**Short problem:**
Please copy the stretch of records from the line containing "the dog's muzzle" through the line containing "left=1, top=204, right=17, bottom=219", requests included, adding -143 to every coordinate in the answers.

==== Input

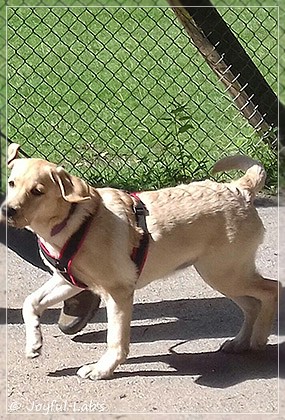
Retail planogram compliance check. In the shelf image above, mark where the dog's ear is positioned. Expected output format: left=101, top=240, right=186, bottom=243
left=51, top=166, right=91, bottom=203
left=7, top=143, right=20, bottom=169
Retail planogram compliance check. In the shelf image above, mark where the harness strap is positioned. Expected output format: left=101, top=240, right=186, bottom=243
left=38, top=216, right=93, bottom=289
left=130, top=193, right=149, bottom=275
left=38, top=193, right=149, bottom=289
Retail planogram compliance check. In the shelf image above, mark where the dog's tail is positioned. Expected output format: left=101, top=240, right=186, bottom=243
left=213, top=155, right=266, bottom=199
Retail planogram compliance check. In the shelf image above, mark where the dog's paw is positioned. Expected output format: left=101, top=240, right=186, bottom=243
left=26, top=346, right=42, bottom=359
left=77, top=363, right=112, bottom=381
left=26, top=330, right=43, bottom=359
left=220, top=339, right=250, bottom=353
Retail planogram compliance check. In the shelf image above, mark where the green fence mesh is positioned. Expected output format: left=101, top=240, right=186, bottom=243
left=0, top=1, right=279, bottom=189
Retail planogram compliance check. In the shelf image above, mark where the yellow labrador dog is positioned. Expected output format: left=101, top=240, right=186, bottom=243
left=1, top=144, right=278, bottom=379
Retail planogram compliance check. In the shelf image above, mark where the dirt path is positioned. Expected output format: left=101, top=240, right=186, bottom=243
left=0, top=206, right=285, bottom=419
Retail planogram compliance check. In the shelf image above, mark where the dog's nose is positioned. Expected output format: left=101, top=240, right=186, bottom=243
left=1, top=204, right=17, bottom=217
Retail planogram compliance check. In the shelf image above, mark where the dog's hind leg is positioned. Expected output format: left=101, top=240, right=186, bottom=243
left=221, top=296, right=260, bottom=353
left=23, top=274, right=81, bottom=358
left=222, top=273, right=279, bottom=352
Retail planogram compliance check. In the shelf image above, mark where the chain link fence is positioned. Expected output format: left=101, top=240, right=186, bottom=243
left=0, top=1, right=278, bottom=189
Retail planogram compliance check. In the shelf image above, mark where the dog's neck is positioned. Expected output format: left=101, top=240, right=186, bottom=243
left=50, top=203, right=77, bottom=236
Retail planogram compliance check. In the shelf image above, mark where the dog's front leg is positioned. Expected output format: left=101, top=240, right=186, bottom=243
left=23, top=274, right=81, bottom=358
left=77, top=289, right=133, bottom=380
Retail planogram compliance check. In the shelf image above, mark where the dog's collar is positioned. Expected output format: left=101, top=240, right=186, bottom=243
left=50, top=203, right=76, bottom=236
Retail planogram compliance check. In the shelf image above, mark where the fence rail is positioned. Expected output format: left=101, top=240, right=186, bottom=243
left=1, top=2, right=278, bottom=189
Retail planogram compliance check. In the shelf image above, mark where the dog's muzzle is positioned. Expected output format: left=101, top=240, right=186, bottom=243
left=1, top=204, right=17, bottom=219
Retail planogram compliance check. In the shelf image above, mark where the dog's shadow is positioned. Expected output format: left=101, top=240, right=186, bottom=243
left=48, top=343, right=280, bottom=388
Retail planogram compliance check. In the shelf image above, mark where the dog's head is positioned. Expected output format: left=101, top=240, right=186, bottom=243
left=1, top=144, right=91, bottom=228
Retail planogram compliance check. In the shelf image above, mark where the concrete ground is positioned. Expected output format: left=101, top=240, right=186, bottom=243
left=0, top=199, right=285, bottom=420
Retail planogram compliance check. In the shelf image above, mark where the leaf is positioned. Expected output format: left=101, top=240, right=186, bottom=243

========

**Task response:**
Retail planogram compliance check. In the shelf image above, mark where the dog's muzzle is positioned. Expected output format: left=101, top=240, right=186, bottom=243
left=-142, top=61, right=-126, bottom=76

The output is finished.